» READING TEXT
━━━━━━━━━━━━━━━━

NIH joins research freedom debate

六月 25, 1999

The main United States government agency overseeing academic research has proposed guidelines that would discourage scholars from accepting some research contracts. It aims to thwart confidentiality clauses on corporate-funded studies that might stifle the exchange of scientific information.

The move by the National Institutes of Health comes only a week after US and Canadian faculty unions met to object to what they called censorship of research findings by corporate sponsors seeking to prevent public disclosure of valuable or unflattering information.

"Academic research freedom based upon collaboration, and the scrutiny of research findings within the scientific community, are at the heart of the scientific enterprise," says the policy, drafted over two years by an NIH advisory committee. "Intellectual property restrictions can stifle the broad dissemination of new discoveries and limit future avenues of research and product development."

The committee agrees, however, that there is room for reasonable limits to protect proprietary interests - including delays in publishing research findings to ensure that confidential information from a corporate sponsor is not inadvertently disclosed. Excessive delays or demands for editorial control are unacceptable, the NIH group says.

The new guidelines are the latest salvo in the intensifying battle over who controls research.

Last month, the American Association of University Professors held a conference about what it called threats to academic freedom posed by corporate sponsors that restrict disclosure.

━━━━━━━━━━━━━━━━

» DATA PROVIDED
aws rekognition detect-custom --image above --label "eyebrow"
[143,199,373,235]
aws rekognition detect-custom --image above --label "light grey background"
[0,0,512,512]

━━━━━━━━━━━━━━━━

» ACTIVITY LIST
**a)** Can you give the NIH article again between "The committee agrees, however, that" and "who controls research.", inclusive, swapping "proprietary interests" for "commercial interests"?
**b)** What comes next in the article on the NIH and research freedom? Continue it from its final sentence.

» TASK RESPONSES
**a)**
The committee agrees, however, that there is room for reasonable limits to protect commercial interests - including delays in publishing research findings to ensure that confidential information from a corporate sponsor is not inadvertently disclosed. Excessive delays or demands for editorial control are unacceptable, the NIH group says.

The new guidelines are the latest salvo in the intensifying battle over who controls research.

**b)**
"The freedom to pursue research and the correlative right to transmit the fruits of inquiry to the wider community - without limitations from corporate or political interests and without prior restraint or fear of subsequent punishment - are essential to the advancement of knowledge," the AAUP said in a statement drafted at the conference.

Now the union is calling on universities, particularly medical schools, to endorse these principles. Union officials, however, declined to weigh in on the question of conflicts of interest by researchers themselves, who increasingly have personal financial stakes in the results of their study. Some run spinoff companies, earn royalties or hold stock in companies that plan to apply their research.

The NIH guidelines will not appease the most vocal critics. The agency concedes, for example, that publication could be delayed to allow the filing of patent applications. "Reasonable restrictions on the dissemination of research tools are sometimes necessary to protect legitimate proprietary interests and to preserve incentives for commercial development," it says.

But the advisory committee also states: "When research tools are used only within one or a small number of institutions, there is a great risk that fruitful avenues of research will be neglected."